Devuelve todas las líneas de los datos que siguen, sin cambiar nada en ninguna de ellas.

### FRAGMENTOS DE DATOS
^^^^

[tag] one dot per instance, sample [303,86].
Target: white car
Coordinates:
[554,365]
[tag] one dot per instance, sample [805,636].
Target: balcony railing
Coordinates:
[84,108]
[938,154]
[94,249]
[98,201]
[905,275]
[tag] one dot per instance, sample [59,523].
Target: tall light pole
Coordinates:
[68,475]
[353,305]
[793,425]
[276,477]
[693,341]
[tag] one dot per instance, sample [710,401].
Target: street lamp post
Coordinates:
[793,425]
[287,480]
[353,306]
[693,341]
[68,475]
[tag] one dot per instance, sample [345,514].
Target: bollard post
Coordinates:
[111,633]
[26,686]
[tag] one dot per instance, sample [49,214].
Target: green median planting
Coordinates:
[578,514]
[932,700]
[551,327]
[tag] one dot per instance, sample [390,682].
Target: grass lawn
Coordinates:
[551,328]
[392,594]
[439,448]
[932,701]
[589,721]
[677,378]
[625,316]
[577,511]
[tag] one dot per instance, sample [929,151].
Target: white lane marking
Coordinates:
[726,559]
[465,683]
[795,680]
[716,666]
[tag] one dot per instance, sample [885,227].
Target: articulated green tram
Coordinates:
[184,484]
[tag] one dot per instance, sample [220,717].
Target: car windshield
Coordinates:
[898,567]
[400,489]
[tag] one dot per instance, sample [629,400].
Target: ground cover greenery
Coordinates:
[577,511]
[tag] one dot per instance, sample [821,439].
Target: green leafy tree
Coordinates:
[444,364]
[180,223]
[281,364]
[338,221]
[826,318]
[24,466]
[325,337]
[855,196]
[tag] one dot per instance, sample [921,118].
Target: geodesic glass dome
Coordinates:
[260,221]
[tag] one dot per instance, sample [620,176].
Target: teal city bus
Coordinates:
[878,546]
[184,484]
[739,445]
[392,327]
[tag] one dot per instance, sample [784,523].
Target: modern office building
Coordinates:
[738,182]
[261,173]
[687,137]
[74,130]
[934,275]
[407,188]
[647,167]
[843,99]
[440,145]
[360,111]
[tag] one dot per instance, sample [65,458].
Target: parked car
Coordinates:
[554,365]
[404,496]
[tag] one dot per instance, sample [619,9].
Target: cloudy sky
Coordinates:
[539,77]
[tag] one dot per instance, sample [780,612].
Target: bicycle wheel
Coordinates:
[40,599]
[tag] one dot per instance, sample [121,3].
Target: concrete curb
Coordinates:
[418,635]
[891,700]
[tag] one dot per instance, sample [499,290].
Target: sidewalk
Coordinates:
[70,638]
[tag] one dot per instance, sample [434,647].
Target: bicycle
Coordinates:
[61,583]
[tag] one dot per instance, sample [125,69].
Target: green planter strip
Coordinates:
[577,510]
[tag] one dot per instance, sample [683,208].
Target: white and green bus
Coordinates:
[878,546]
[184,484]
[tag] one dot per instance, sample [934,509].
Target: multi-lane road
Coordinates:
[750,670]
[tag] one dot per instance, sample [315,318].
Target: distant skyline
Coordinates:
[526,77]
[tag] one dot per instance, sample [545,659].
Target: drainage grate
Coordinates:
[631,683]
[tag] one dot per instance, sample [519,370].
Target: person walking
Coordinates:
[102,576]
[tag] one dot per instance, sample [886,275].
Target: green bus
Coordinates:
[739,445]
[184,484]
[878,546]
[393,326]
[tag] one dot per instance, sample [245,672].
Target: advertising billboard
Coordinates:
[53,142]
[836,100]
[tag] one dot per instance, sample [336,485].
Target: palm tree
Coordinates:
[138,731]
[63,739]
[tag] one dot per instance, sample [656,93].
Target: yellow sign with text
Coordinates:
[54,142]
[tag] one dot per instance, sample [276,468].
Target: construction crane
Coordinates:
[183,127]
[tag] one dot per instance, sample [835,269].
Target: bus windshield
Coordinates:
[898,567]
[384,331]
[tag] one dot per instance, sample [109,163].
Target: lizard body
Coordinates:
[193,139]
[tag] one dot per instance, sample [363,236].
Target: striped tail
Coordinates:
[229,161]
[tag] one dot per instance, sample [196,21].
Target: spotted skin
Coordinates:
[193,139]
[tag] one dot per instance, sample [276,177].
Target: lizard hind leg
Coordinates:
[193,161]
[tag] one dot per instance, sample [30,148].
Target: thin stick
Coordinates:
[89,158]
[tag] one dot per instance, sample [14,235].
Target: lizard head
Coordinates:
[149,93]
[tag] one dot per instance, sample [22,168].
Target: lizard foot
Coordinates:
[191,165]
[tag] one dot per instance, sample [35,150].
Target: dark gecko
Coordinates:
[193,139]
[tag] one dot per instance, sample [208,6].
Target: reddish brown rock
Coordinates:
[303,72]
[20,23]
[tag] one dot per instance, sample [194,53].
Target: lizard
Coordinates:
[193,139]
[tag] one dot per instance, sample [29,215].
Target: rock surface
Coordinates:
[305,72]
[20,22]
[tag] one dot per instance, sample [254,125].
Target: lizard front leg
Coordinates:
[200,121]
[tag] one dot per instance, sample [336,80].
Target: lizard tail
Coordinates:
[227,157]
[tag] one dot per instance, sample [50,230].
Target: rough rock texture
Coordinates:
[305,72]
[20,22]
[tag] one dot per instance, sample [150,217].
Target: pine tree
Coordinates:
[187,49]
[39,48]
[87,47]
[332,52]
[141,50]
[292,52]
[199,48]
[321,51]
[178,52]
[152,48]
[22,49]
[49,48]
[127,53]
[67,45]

^^^^

### EJERCICIO RESUELTO
[tag] one dot per instance, sample [303,86].
Target: white car
Coordinates:
[554,365]
[tag] one dot per instance, sample [805,636].
Target: balcony railing
Coordinates:
[84,108]
[938,154]
[94,249]
[98,201]
[905,275]
[tag] one dot per instance, sample [59,523].
Target: tall light pole
Coordinates:
[68,475]
[353,305]
[793,425]
[276,477]
[693,341]
[tag] one dot per instance, sample [710,401].
Target: street lamp post
Coordinates:
[793,425]
[287,480]
[353,306]
[693,341]
[68,475]
[tag] one dot per instance, sample [345,514].
Target: bollard post
Coordinates:
[111,633]
[26,686]
[tag] one dot per instance, sample [49,214].
Target: green median planting
Coordinates:
[578,514]
[932,700]
[551,327]
[tag] one dot per instance, sample [390,682].
Target: grass lawn
Coordinates:
[551,328]
[392,594]
[439,448]
[932,701]
[589,721]
[677,378]
[625,316]
[577,511]
[tag] one dot per instance, sample [929,151].
Target: white lane marking
Coordinates:
[726,559]
[465,683]
[795,680]
[716,666]
[tag] one dot per instance, sample [885,227].
Target: articulated green tram
Coordinates:
[184,484]
[tag] one dot per instance, sample [220,717].
Target: car windshield
Coordinates:
[898,567]
[400,489]
[tag] one dot per instance, sample [629,400].
Target: ground cover greenery
Coordinates:
[577,511]
[tag] one dot per instance, sample [821,439].
Target: green leafy tree
Coordinates:
[444,364]
[180,223]
[281,364]
[338,221]
[826,318]
[24,466]
[325,337]
[855,196]
[tag] one dot per instance, sample [921,118].
Target: geodesic glass dome
Coordinates:
[260,221]
[tag] one dot per instance, sample [620,176].
Target: teal city bus
Coordinates:
[878,546]
[184,484]
[739,445]
[392,327]
[tag] one dot per instance, sample [784,523].
Target: modern office building
Coordinates:
[738,182]
[261,173]
[687,137]
[74,130]
[934,275]
[407,188]
[647,167]
[843,99]
[440,145]
[360,111]
[tag] one dot per instance, sample [65,458].
Target: parked car
Coordinates:
[554,365]
[404,496]
[tag] one dot per instance, sample [619,9].
Target: cloudy sky
Coordinates:
[539,77]
[tag] one dot per instance, sample [780,612].
Target: bicycle wheel
Coordinates:
[40,599]
[tag] one dot per instance, sample [121,3].
Target: concrete curb
Coordinates:
[418,635]
[891,700]
[tag] one dot per instance, sample [499,290].
Target: sidewalk
Coordinates:
[70,638]
[tag] one dot per instance, sample [434,647].
Target: bicycle
Coordinates:
[61,583]
[tag] one dot per instance, sample [125,69].
Target: green planter strip
Coordinates:
[577,510]
[tag] one dot per instance, sample [683,208].
Target: white and green bus
Coordinates:
[878,546]
[184,484]
[tag] one dot per instance, sample [934,509].
Target: multi-lane road
Coordinates:
[750,670]
[tag] one dot per instance, sample [315,318].
Target: distant skyline
Coordinates:
[526,77]
[tag] one dot per instance, sample [545,659].
Target: drainage grate
Coordinates:
[631,683]
[tag] one dot per instance, sample [519,370].
Target: person walking
Coordinates:
[102,576]
[tag] one dot per instance, sample [886,275].
Target: green bus
Coordinates:
[739,445]
[184,484]
[878,546]
[393,326]
[tag] one dot per instance, sample [245,672].
Target: advertising billboard
Coordinates:
[53,142]
[836,100]
[tag] one dot per instance, sample [336,485].
Target: palm tree
Coordinates:
[138,731]
[63,739]
[tag] one dot per instance, sample [656,93].
Target: yellow sign with text
Coordinates:
[54,142]
[tag] one dot per instance, sample [276,468].
Target: construction crane
Coordinates:
[183,127]
[tag] one dot per instance, sample [835,269].
Target: bus windshield
Coordinates:
[898,567]
[384,331]
[tag] one dot per instance, sample [109,163].
Target: lizard body
Coordinates:
[193,139]
[tag] one dot per instance, sample [363,236].
Target: striped tail
Coordinates:
[229,161]
[tag] one dot per instance, sample [196,21].
Target: spotted skin
Coordinates:
[193,139]
[tag] one dot per instance, sample [276,177].
Target: lizard hind leg
Coordinates:
[193,161]
[tag] one dot per instance, sample [30,148].
Target: thin stick
Coordinates:
[89,158]
[tag] one dot per instance, sample [14,235].
Target: lizard head
Coordinates:
[149,93]
[tag] one dot per instance, sample [22,168].
Target: lizard foot
Coordinates:
[191,165]
[tag] one dot per instance, sample [35,150].
Target: dark gecko
Coordinates:
[193,139]
[tag] one dot per instance, sample [208,6].
Target: reddish brown rock
Coordinates:
[303,72]
[20,23]
[tag] one dot per instance, sample [194,53].
Target: lizard
Coordinates:
[193,139]
[tag] one dot per instance, sample [29,215].
Target: rock surface
Coordinates:
[305,72]
[20,22]
[tag] one dot per instance, sample [254,125].
Target: lizard front leg
Coordinates:
[200,121]
[tag] one dot per instance, sample [336,80].
Target: lizard tail
Coordinates:
[227,157]
[tag] one dot per instance, sample [50,230].
Target: rough rock texture
Coordinates:
[305,72]
[20,22]
[tag] one dot per instance, sample [150,217].
Target: pine tree
Coordinates:
[187,49]
[39,48]
[87,47]
[332,52]
[141,50]
[292,52]
[199,48]
[321,51]
[178,52]
[152,48]
[22,49]
[49,48]
[127,53]
[67,45]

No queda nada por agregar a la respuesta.